**Document excerpt**

We are in serious bad sci-fi movie territory here.
Ambrosia is a start-up offering "young blood" to people who are not "young." This blood is supposed to make you all awesome again! Like before your blood got all old! Only problem being the scientists who conducted the study say it is dangerous.
Apparently, folks are lining up to get injected with the blood of the young.
Does young blood hold the keys to a long and healthy life? Startup founder and and Stanford Medical graduate Jesse Karmazin believes it might, so he launched a startup called Ambrosia Medical that fills older people's veins with fresh blood from young donors.
But researchers who study the procedure say it poses major risks for patients, including an elevated risk of developing several serious conditions later in life, such as graft-versus-host disease, which can occur when transfused blood cells attack the patient's own cells, and transfusion-associated lung injury.
Irina and Michael Conboy, two University of California at Berkeley researchers who've published research on young blood transfusions in mice, called Ambrosia's plans "dangerous."
"They quite likely could inflict bodily harm," Irina Conboy told Business Insider.
The Conboys' concern stems from an awareness of what happens in the body when it receives foreign blood from a donor.
"It is well known in the medical community — and this is also the reason we don't do transfusions frequently — that in 50% of patients there are very bad side effects. You are being infused with somebody else's blood and it doesn't match," Conboy said. "That unleashes a strong immune reaction."
Karmazin told Business Insider that the Conboys' statements "are not supported by data or clinical experience."

**Activity list**
A. List every person named in the Ambrosia article.
B. Translate this sentence from the Ambrosia article into Spanish: "The Conboys' concern stems from an awareness of what happens in the body when it receives foreign blood from a donor."
C. Answer these questions from the Ambrosia article:
(i) What institution did Jesse Karmazin graduate from?
(ii) Which university are Irina and Michael Conboy researchers at?
(iii) According to Irina Conboy, in what percentage of patients do transfusions cause very bad side effects?

(Dataset records)
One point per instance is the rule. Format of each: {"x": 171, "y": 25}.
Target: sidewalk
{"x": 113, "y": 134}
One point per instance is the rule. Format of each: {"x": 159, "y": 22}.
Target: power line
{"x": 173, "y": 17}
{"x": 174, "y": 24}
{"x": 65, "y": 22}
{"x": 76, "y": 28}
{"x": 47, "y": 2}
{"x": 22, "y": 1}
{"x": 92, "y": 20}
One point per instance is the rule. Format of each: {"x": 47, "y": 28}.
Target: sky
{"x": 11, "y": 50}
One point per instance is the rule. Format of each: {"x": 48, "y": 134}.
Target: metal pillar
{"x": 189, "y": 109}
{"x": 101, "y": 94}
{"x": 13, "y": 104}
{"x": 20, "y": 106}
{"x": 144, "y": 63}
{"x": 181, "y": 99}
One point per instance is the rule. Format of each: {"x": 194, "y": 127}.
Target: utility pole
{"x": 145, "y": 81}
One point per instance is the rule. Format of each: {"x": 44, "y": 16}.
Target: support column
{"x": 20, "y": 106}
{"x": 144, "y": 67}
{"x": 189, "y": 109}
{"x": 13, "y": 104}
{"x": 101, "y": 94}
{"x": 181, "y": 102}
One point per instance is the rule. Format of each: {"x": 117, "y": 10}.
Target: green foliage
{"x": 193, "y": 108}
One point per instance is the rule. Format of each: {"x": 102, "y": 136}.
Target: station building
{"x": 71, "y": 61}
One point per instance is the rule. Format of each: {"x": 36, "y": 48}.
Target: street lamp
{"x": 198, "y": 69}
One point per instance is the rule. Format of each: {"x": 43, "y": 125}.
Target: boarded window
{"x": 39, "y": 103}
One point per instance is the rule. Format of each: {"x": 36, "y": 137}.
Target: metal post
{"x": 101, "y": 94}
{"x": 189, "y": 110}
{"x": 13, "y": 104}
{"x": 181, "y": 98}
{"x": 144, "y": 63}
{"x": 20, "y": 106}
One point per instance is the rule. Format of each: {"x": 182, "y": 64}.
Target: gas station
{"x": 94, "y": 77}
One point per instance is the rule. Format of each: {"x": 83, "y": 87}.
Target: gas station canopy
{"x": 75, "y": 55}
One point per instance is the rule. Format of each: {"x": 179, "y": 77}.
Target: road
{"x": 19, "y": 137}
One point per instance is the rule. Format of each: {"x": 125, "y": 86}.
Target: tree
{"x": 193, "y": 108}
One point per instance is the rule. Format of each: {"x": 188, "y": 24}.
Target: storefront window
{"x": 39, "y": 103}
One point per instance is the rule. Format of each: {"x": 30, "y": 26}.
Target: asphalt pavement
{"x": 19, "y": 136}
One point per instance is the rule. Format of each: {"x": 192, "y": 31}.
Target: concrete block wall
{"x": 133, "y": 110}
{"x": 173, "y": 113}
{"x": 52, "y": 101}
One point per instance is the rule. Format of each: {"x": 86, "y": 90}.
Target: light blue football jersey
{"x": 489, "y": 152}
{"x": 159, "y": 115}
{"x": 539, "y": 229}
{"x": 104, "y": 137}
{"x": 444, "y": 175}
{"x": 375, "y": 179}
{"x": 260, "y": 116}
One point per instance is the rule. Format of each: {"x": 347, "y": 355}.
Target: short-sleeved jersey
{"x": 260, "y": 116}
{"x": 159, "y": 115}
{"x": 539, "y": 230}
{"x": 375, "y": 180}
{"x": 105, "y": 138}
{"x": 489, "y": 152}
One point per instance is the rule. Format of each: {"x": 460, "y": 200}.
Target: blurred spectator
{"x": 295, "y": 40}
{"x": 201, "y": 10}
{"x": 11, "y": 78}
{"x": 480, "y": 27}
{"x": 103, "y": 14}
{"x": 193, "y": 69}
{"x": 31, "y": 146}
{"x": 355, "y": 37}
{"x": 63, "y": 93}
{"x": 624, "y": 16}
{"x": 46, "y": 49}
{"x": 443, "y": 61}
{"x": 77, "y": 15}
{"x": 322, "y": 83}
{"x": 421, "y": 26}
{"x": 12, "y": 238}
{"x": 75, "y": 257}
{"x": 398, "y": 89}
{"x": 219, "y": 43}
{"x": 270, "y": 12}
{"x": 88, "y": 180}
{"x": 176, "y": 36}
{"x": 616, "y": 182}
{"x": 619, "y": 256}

**List of solutions**
A.
Jesse Karmazin
Irina Conboy
Michael Conboy

B. La preocupación de los Conboy proviene de la conciencia de lo que ocurre en el cuerpo cuando recibe sangre ajena de un donante.

C.
(i) Stanford Medical
(ii) The University of California at Berkeley
(iii) 50%